WHAT NEEDS TO BE DONE: Rename "storefront window" to "shop window" in the data between the lines holding "Practice step: pin every instance of the storefront" and "[(402, 346)]", inclusive. Give back only those lines, with nothing else altered.

DATASET EXTRACT:
§
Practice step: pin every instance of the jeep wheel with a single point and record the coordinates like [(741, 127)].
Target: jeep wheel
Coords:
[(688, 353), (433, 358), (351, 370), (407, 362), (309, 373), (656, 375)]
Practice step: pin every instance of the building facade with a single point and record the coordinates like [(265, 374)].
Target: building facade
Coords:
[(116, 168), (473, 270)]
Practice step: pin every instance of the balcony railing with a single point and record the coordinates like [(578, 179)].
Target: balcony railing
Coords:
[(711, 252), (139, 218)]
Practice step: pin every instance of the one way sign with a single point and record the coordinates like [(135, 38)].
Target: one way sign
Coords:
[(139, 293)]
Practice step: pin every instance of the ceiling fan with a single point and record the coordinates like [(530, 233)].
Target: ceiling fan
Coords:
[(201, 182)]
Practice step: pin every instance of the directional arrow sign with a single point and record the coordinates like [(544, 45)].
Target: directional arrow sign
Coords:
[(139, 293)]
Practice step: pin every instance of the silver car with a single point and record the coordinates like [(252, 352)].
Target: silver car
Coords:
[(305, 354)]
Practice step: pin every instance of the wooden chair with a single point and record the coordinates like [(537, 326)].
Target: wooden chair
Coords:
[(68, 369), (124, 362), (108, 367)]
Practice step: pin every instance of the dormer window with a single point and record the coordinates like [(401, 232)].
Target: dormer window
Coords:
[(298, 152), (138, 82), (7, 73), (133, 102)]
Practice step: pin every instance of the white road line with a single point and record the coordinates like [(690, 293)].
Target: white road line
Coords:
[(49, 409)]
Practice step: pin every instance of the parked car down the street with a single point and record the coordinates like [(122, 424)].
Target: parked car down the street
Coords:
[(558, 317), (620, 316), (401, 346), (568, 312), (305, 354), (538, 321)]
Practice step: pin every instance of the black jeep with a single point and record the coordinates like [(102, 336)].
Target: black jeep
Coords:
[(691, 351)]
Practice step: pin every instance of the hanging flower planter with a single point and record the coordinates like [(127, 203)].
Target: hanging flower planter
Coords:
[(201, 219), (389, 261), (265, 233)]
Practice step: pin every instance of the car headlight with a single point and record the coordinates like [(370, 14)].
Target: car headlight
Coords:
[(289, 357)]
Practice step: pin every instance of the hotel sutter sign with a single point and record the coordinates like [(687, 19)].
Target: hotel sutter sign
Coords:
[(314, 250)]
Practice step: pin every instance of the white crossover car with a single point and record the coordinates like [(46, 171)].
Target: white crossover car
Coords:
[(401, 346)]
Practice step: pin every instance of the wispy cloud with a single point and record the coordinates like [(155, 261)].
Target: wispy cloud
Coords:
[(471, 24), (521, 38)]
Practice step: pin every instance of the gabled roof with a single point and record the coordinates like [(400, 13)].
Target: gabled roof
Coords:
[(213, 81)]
§
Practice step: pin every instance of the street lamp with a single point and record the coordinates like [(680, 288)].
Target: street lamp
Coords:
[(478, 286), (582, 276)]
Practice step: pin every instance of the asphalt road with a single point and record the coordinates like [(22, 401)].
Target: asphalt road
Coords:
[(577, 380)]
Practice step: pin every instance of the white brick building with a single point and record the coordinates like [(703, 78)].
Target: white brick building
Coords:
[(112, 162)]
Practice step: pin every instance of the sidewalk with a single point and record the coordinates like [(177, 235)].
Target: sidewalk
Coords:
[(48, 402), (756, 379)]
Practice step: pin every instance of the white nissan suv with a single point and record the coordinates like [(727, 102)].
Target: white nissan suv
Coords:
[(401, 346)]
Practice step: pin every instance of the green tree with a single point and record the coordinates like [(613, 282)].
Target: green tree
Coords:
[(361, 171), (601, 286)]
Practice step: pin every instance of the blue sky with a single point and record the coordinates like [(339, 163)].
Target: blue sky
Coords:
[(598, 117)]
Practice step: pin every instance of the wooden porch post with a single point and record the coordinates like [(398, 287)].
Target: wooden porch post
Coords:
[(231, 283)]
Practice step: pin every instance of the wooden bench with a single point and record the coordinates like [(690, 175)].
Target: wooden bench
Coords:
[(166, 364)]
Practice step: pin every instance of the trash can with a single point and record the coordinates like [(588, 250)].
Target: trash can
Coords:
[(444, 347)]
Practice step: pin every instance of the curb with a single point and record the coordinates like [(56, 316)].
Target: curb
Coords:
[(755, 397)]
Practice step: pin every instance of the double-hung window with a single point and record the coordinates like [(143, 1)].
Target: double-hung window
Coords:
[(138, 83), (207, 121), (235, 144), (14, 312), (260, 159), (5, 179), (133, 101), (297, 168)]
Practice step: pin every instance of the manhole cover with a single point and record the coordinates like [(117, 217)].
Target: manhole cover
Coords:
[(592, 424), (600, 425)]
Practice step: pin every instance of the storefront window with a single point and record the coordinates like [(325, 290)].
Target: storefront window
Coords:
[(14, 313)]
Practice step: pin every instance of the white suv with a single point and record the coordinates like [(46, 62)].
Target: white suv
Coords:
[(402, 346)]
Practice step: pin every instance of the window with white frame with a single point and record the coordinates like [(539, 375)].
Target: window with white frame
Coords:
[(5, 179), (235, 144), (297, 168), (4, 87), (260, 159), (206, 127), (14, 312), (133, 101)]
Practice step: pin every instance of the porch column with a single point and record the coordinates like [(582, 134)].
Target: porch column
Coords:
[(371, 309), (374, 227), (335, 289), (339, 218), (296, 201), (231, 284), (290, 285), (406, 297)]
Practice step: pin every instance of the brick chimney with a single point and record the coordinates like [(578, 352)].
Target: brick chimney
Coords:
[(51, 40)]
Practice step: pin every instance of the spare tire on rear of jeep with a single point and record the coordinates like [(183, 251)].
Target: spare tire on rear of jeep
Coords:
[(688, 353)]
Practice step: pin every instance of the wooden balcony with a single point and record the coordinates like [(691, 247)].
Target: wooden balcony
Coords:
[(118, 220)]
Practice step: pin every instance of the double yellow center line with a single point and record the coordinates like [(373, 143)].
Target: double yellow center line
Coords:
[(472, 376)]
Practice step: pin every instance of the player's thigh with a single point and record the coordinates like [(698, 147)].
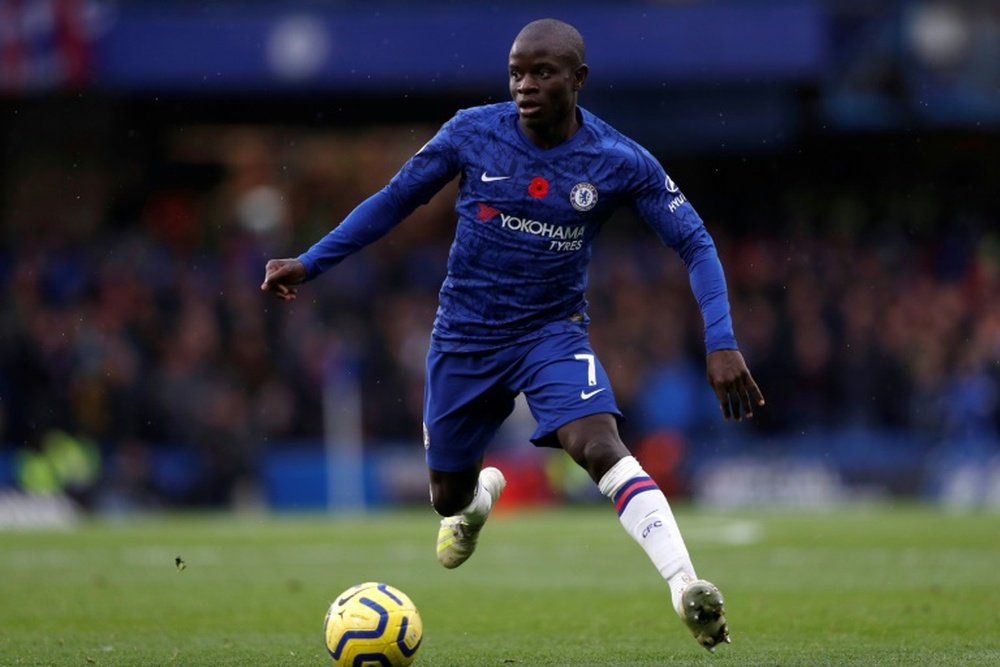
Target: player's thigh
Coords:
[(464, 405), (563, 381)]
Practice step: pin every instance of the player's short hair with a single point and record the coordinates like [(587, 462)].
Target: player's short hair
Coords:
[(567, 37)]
§
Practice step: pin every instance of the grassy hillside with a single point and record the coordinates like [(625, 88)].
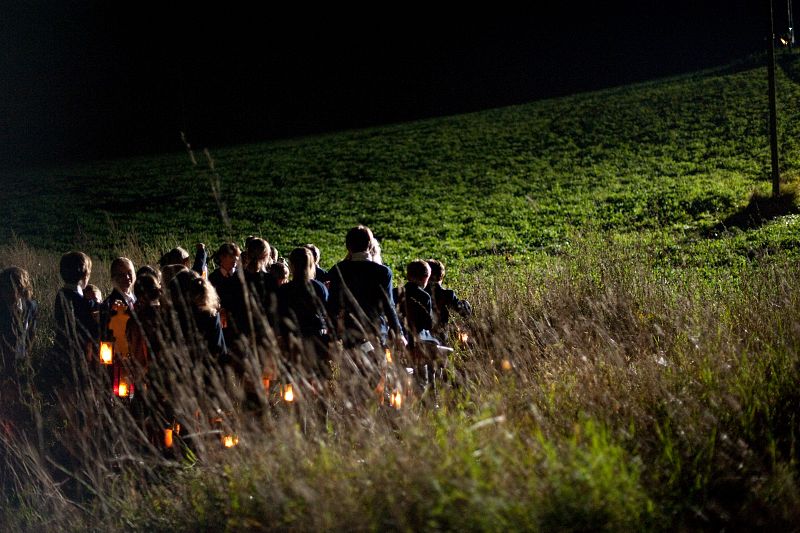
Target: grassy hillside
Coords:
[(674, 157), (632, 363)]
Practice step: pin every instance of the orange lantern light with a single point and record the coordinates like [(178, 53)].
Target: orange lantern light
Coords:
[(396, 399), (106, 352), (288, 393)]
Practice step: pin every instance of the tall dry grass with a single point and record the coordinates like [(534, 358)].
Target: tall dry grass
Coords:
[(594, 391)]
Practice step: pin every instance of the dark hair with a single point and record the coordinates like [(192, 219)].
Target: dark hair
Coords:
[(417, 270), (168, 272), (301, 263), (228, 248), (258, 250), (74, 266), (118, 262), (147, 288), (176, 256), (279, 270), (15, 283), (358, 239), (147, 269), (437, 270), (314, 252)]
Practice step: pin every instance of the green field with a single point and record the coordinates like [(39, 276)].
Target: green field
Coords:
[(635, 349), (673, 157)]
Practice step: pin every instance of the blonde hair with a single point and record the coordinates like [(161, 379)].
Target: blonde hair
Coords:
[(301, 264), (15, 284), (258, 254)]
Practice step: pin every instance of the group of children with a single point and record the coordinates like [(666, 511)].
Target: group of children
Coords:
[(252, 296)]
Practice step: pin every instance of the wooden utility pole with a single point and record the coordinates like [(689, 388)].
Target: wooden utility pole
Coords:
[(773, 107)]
§
EXERCISE OUTPUT:
Practice step: pin every instance of the shop window with a single point and record the coordinates like [(325, 290)].
Target: shop window
Coords:
[(14, 313)]
Practice step: pin every instance of the white suv with a single point and record the coordinates like [(46, 62)].
Target: white suv
Coords:
[(402, 346)]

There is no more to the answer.